**The task**
Return each line of the entries below that contains the word "uniform", copied unchanged.

**Recorded information**
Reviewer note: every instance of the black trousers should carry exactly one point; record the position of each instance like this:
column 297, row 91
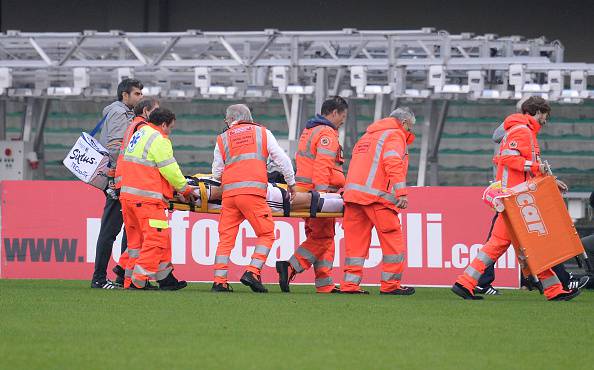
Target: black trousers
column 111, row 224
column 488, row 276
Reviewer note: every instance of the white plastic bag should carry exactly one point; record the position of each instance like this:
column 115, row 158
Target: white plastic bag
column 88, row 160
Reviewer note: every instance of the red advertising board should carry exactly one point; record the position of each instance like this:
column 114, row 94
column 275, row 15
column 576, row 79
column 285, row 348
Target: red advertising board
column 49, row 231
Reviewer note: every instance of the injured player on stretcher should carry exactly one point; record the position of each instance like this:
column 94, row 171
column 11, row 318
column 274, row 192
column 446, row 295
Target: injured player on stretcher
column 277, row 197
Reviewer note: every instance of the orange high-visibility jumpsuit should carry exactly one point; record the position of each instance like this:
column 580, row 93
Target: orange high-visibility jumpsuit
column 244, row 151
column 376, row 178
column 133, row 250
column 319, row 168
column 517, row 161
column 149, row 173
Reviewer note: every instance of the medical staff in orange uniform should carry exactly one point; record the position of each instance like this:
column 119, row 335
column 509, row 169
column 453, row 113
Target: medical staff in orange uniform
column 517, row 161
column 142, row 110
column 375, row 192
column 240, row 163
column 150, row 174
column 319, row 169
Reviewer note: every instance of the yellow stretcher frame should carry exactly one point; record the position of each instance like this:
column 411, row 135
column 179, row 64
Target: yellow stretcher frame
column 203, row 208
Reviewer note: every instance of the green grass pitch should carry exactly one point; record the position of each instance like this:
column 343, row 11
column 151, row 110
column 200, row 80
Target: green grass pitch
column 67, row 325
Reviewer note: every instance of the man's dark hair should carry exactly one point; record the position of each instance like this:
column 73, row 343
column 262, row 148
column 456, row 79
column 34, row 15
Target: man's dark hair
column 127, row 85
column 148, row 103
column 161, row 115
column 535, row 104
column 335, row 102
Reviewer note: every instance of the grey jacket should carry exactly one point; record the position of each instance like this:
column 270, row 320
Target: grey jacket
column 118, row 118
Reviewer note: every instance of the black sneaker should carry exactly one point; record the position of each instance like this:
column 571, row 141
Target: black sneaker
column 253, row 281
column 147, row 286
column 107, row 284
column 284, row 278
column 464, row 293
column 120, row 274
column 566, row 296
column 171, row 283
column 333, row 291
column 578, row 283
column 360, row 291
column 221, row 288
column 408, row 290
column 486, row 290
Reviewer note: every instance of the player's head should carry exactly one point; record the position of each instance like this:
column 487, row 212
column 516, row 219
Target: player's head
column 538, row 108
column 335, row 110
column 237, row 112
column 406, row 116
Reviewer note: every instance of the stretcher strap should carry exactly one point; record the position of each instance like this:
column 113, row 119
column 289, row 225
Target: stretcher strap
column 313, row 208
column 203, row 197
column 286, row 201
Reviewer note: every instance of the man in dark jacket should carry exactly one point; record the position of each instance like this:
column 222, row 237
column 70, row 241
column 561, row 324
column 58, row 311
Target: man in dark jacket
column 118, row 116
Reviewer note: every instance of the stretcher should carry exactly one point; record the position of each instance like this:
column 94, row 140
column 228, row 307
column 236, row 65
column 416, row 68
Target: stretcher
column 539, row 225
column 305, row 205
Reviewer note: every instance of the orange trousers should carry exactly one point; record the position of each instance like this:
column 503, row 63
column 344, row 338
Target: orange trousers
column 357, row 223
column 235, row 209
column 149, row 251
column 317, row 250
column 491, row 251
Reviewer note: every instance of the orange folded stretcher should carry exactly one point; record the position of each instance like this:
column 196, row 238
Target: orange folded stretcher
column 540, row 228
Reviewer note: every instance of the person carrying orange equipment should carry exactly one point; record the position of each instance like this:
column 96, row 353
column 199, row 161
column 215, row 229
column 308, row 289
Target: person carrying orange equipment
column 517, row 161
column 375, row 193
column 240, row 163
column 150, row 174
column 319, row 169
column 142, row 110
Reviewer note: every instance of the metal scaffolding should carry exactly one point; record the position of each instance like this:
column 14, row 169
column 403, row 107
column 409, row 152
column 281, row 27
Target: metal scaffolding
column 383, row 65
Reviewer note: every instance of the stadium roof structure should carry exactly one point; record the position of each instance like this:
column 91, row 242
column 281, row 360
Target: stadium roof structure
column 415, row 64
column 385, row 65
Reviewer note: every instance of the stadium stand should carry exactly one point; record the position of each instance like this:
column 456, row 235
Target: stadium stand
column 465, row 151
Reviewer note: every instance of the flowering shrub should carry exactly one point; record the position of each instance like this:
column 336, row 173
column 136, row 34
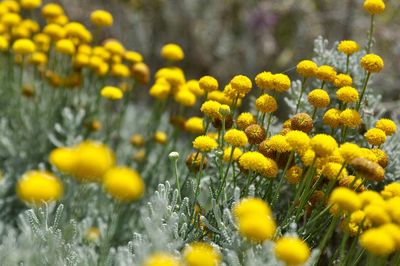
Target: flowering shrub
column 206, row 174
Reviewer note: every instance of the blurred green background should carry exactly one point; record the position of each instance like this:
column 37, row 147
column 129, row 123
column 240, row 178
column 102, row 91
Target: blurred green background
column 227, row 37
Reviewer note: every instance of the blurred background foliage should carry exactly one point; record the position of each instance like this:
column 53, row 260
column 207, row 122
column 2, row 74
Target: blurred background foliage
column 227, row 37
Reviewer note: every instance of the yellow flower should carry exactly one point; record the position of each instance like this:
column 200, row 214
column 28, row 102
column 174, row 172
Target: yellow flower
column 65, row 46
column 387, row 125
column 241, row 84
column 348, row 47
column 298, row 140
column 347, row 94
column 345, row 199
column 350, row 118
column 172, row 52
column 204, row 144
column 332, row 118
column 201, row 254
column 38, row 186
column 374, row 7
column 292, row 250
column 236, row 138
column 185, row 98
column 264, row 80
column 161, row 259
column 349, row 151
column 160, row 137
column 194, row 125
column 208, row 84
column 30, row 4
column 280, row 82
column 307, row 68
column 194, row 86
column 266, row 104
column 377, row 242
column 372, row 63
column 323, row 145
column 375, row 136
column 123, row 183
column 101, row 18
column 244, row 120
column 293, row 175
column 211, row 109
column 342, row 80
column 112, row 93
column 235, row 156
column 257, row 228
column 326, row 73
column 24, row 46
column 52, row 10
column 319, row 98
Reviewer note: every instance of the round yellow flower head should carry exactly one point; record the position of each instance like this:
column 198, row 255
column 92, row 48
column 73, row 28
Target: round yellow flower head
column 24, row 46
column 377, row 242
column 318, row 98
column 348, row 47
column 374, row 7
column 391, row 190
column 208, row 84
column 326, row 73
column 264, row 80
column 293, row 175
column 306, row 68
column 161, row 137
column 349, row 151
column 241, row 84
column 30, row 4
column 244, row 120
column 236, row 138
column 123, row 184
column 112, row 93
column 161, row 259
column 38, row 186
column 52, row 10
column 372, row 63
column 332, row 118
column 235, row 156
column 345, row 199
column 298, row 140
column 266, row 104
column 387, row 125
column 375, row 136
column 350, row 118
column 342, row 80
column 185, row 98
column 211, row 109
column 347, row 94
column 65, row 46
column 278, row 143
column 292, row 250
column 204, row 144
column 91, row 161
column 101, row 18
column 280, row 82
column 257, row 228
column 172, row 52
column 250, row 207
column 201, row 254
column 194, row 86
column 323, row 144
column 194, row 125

* * *

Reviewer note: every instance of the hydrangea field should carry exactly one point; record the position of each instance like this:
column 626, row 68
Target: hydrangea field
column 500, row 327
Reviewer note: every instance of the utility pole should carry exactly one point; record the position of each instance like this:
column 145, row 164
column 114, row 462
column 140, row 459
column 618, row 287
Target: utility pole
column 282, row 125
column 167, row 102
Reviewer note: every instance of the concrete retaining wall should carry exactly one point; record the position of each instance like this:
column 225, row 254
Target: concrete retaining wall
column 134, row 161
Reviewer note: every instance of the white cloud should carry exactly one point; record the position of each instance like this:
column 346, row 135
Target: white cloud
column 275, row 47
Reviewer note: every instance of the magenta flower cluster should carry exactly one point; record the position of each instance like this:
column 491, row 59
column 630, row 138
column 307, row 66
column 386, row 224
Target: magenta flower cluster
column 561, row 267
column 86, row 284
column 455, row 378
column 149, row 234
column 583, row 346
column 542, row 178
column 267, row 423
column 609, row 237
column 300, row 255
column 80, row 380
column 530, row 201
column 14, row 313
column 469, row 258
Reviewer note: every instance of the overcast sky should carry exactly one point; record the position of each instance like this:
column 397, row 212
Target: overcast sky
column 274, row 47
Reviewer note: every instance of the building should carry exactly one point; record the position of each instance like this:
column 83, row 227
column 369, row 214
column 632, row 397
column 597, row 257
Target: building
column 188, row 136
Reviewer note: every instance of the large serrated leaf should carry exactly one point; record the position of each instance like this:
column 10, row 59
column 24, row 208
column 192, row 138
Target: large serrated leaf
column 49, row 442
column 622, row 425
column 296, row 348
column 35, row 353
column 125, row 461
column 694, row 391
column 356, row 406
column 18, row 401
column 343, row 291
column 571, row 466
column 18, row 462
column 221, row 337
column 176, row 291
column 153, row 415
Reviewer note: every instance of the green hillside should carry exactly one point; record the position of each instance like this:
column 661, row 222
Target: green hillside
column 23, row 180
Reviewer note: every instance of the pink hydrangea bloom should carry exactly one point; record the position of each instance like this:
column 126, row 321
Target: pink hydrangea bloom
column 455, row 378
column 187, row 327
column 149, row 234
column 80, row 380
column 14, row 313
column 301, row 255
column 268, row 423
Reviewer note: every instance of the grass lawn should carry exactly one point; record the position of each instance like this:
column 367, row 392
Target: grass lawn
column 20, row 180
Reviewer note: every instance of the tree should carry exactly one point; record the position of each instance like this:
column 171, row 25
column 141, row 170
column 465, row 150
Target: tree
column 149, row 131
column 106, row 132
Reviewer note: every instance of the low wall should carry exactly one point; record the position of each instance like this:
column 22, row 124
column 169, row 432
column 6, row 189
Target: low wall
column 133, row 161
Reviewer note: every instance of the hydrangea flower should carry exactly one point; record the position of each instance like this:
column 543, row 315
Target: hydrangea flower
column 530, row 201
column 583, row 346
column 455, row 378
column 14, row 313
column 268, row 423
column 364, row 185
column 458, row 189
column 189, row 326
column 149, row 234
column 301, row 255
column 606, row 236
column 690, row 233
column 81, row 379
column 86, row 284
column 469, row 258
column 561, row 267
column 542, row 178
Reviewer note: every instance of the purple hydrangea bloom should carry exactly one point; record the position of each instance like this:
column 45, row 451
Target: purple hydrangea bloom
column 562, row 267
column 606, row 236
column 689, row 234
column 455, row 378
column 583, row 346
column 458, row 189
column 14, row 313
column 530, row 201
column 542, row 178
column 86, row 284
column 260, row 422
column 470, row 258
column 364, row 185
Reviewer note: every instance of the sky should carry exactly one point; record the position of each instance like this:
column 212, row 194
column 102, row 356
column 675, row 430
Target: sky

**Written reply**
Reviewer note: every instance of the medical staff in orange uniform should carry exactly one point; record the position of each instance like this:
Target: medical staff in orange uniform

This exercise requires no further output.